WHAT THE TASK REQUIRES:
The expected answer is every line of the material, reproduced exactly.

DATA EXCERPTS:
_ _ _ _

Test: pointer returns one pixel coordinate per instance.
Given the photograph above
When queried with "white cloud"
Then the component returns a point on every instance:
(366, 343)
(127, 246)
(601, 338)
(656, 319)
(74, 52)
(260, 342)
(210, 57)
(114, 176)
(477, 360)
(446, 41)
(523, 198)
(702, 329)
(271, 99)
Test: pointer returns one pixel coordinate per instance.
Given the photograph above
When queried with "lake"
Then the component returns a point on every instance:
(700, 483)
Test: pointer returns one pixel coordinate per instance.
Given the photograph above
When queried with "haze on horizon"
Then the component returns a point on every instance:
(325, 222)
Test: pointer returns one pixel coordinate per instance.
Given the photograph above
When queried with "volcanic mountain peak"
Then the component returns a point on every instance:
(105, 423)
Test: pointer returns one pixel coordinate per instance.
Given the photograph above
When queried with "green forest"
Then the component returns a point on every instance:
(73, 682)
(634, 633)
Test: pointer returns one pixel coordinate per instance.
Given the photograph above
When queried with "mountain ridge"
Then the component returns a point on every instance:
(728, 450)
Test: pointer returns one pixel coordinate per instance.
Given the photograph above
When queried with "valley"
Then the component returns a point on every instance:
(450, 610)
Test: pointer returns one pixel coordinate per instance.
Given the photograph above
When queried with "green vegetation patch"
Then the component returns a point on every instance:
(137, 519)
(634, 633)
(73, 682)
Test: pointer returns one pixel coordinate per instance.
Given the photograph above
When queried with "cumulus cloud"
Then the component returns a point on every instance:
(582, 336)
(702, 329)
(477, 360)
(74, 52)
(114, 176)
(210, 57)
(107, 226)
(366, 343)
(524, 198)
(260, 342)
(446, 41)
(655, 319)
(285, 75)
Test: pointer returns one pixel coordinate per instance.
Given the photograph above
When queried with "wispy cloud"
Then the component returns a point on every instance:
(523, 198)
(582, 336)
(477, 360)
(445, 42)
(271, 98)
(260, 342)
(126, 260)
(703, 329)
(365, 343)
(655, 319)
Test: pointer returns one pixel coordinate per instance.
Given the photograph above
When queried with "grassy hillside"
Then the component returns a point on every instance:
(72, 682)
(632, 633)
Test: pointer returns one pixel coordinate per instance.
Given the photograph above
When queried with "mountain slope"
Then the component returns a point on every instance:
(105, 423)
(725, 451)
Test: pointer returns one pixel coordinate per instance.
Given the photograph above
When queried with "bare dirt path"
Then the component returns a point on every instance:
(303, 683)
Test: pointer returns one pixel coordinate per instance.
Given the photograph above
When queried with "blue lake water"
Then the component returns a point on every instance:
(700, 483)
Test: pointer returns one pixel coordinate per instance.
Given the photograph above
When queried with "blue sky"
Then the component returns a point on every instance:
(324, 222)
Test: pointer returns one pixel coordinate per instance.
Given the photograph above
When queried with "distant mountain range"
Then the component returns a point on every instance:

_ _ _ _

PROBLEM SOLUTION:
Test: pointer returns one pixel coordinate per instance.
Given the photograph above
When queried with "white cloud"
Then the component returns a point on every instance:
(366, 343)
(127, 246)
(601, 338)
(656, 319)
(74, 52)
(260, 342)
(210, 57)
(114, 176)
(477, 360)
(446, 41)
(523, 198)
(702, 329)
(271, 99)
Test: pointer returns one pixel coordinate per instance.
Given the photograph above
When queried with "lake"
Then the component returns a point on every instance:
(700, 483)
Test: pointer returns one pixel coordinate per instance.
Given the photograph above
When queried with "haze on horizon"
Then the component returns a point on every instance:
(325, 222)
Test: pointer returns one pixel coordinate per instance.
Given the photograph above
When queried with "volcanic mountain peak"
Then the component returns a point on every instance:
(105, 423)
Test: pointer returns one pixel coordinate per instance.
Given the photograph above
When queried with "green forest"
Then the component returns a point on every instance:
(73, 682)
(634, 633)
Test: pointer returns one pixel coordinate per instance.
Given the photograph above
When queried with "mountain ridge"
Then the component returns a point on every instance:
(728, 450)
Test: pointer returns one pixel coordinate per instance.
Given the photograph above
When queried with "valley"
Then the component returns a point on every instance:
(450, 610)
Test: pointer returns one pixel coordinate per instance.
Given the photograph above
When queried with "green vegetation patch"
Then the component returns a point on every instance:
(137, 519)
(634, 633)
(73, 682)
Test: pointer returns one pixel coordinate per instance.
Given the photograph above
When queried with "cumulus cloud"
Then the component returns a point on every instance:
(582, 336)
(702, 329)
(477, 360)
(74, 52)
(114, 176)
(210, 57)
(107, 226)
(366, 343)
(524, 198)
(260, 342)
(446, 41)
(655, 319)
(285, 75)
Test: pointer returns one pixel coordinate per instance.
Given the photograph above
When queried with "wispy cloud"
Then the component returns a point on every instance:
(523, 198)
(582, 336)
(477, 360)
(445, 42)
(271, 98)
(260, 342)
(126, 260)
(703, 329)
(365, 343)
(655, 319)
Test: pointer returns one pixel coordinate per instance.
Given the photograph above
When queried with "grassy hillside"
Then the component returns a point on every instance:
(72, 682)
(632, 633)
Test: pointer returns one pixel coordinate per instance.
Given the photograph above
When queried with "mountain slope"
Then the component returns a point on every instance:
(105, 423)
(725, 451)
Test: pointer returns one pixel coordinate per instance.
Given the photograph above
When queried with "bare dirt path"
Then the component returns a point on every instance:
(303, 683)
Test: pointer returns one pixel coordinate per instance.
Given the photograph above
When queried with "blue lake water"
Then the component returns a point on every instance:
(700, 483)
Test: pointer returns one pixel coordinate per instance.
Given the photograph above
When queried with "blue sky"
Then the component returns a point on every instance:
(324, 222)
Test: pointer returns one pixel coordinate per instance.
Given the photograph above
When queried with "distant mountain range"
Then the component returns a point on every instance:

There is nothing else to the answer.